■ BRIEF ■
Rewrite the lines of the material below, starting at the line containing "Trace the outline of every instance of the player's right" and ending at the last line of the material, with "even-odd" changed to "nonzero winding" and everything else unchanged.

■ Labeled shape records ■
_ _ _ _

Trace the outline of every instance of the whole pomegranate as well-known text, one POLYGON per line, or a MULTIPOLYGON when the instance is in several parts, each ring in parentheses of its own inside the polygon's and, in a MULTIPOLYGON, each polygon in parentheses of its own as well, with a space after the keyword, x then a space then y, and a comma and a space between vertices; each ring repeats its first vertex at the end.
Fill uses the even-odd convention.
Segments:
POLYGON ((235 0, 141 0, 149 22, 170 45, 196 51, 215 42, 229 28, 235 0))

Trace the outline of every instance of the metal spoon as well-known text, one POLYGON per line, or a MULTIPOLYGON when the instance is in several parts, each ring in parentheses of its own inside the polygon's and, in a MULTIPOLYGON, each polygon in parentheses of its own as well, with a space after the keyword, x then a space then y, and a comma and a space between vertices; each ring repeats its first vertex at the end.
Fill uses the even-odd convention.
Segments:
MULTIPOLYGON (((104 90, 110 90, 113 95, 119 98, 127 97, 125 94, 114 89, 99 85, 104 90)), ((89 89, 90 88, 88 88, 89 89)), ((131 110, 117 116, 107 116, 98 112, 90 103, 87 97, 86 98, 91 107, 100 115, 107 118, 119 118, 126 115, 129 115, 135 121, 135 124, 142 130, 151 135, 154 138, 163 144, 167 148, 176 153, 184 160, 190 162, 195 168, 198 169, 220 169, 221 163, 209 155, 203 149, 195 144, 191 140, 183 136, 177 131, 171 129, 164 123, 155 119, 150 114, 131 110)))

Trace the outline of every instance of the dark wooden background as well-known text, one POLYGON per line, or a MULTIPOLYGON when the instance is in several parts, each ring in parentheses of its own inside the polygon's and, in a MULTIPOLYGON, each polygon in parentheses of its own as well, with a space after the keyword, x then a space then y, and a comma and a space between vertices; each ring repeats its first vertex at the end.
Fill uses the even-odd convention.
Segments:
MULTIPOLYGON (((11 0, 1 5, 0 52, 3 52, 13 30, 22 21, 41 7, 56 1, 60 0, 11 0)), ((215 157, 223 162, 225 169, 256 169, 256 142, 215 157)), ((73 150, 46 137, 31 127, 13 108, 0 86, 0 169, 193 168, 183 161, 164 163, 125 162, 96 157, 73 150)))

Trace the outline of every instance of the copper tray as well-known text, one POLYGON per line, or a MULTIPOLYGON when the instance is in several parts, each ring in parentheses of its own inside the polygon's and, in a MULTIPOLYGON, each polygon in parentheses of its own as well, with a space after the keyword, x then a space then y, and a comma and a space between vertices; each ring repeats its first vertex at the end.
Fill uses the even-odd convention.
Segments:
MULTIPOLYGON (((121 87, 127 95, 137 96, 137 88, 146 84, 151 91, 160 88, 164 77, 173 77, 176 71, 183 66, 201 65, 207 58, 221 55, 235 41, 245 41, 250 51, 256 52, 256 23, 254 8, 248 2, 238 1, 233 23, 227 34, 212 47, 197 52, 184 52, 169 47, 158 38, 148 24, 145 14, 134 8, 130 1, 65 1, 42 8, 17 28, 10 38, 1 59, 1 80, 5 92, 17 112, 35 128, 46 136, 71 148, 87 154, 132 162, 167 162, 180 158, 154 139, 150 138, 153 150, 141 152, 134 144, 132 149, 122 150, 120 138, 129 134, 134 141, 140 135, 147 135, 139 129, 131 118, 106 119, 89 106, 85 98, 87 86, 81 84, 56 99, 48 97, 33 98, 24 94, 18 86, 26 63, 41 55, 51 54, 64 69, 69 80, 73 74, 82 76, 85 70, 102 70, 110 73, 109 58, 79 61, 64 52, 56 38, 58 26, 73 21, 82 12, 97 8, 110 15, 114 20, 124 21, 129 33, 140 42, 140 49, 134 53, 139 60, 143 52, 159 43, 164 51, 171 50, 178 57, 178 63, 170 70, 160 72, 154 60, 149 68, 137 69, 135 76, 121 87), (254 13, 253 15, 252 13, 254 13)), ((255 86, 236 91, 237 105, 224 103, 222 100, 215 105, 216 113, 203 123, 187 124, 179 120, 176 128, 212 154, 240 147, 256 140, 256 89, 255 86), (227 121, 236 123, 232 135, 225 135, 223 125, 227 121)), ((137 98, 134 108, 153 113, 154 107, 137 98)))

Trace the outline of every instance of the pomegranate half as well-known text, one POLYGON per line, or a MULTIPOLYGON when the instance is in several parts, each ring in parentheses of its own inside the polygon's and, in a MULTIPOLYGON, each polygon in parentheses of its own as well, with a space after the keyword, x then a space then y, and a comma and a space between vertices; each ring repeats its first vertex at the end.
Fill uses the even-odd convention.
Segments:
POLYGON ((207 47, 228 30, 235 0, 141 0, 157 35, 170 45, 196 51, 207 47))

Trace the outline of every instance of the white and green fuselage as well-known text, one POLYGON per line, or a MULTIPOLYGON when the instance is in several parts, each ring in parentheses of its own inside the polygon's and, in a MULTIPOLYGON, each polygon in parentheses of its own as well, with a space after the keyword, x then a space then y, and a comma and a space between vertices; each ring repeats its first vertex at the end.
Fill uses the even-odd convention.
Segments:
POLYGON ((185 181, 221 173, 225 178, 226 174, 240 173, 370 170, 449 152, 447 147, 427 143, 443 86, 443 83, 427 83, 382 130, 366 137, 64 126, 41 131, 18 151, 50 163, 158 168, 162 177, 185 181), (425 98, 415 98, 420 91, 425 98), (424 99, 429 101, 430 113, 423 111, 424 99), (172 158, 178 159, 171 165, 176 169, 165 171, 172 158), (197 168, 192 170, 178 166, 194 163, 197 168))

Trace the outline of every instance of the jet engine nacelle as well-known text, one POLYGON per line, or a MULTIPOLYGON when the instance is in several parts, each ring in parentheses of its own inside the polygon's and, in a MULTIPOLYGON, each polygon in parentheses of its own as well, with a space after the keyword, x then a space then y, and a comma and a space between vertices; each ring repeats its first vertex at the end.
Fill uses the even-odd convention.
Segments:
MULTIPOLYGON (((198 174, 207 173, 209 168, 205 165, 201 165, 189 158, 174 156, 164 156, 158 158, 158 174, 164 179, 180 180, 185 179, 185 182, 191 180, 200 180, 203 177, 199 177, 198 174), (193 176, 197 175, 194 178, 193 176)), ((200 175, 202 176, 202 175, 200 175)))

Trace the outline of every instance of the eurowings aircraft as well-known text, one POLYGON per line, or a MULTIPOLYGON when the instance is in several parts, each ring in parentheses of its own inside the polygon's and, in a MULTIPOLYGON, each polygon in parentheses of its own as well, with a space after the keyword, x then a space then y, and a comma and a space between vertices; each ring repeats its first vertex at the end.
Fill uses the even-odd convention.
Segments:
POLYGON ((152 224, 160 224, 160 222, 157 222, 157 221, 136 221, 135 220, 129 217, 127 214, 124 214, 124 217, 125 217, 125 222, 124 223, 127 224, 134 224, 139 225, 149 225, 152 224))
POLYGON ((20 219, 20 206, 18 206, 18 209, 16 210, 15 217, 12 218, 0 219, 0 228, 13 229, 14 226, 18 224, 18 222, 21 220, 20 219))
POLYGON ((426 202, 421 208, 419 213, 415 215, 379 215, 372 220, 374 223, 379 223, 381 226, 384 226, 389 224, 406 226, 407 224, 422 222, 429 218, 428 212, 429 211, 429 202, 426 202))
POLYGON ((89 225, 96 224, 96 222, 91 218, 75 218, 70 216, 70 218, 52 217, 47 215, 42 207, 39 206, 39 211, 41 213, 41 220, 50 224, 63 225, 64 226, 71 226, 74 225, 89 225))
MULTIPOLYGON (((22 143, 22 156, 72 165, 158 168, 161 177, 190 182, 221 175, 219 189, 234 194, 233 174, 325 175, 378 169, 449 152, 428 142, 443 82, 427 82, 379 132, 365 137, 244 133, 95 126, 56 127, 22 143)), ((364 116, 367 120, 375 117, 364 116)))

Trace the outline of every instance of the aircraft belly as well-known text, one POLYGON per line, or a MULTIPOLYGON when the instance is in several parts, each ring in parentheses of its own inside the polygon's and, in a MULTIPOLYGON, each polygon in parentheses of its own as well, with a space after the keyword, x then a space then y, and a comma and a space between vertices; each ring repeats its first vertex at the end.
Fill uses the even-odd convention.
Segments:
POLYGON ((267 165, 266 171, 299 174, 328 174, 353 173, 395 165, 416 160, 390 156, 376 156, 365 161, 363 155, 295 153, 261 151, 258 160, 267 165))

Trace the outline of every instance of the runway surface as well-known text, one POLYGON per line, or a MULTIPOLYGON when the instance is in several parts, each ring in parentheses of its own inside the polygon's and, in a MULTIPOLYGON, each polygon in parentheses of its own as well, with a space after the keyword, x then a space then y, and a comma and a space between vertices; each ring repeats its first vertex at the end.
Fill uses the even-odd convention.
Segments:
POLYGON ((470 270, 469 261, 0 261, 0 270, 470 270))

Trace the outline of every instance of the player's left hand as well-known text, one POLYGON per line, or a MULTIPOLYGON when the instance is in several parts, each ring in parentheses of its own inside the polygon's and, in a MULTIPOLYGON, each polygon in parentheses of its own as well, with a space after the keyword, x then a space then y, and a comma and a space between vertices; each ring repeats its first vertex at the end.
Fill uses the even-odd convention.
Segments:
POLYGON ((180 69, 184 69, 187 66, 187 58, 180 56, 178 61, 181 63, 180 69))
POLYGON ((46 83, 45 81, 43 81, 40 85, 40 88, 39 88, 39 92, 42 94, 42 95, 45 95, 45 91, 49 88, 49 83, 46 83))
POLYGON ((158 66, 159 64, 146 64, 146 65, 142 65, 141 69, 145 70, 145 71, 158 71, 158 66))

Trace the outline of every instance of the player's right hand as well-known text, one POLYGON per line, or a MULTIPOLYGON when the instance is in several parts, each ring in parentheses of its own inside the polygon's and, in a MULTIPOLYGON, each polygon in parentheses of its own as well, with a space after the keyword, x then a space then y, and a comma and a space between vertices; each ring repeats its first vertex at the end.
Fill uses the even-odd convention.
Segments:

_ _ _ _

■ RESPONSE FOR THIS EXERCISE ■
Trace the outline of every instance of the player's right hand as well-known text, one POLYGON per line, or a MULTIPOLYGON when the instance is in several parts, each ring in parentheses of its own inside the polygon's and, in a MULTIPOLYGON, each polygon in parentheses of its own as well, with a space after the keyword, x then a space then y, and a comma and a space between vertices; each ring repeats its first vertex at the end.
Fill uses the nonzero winding convention.
Segments:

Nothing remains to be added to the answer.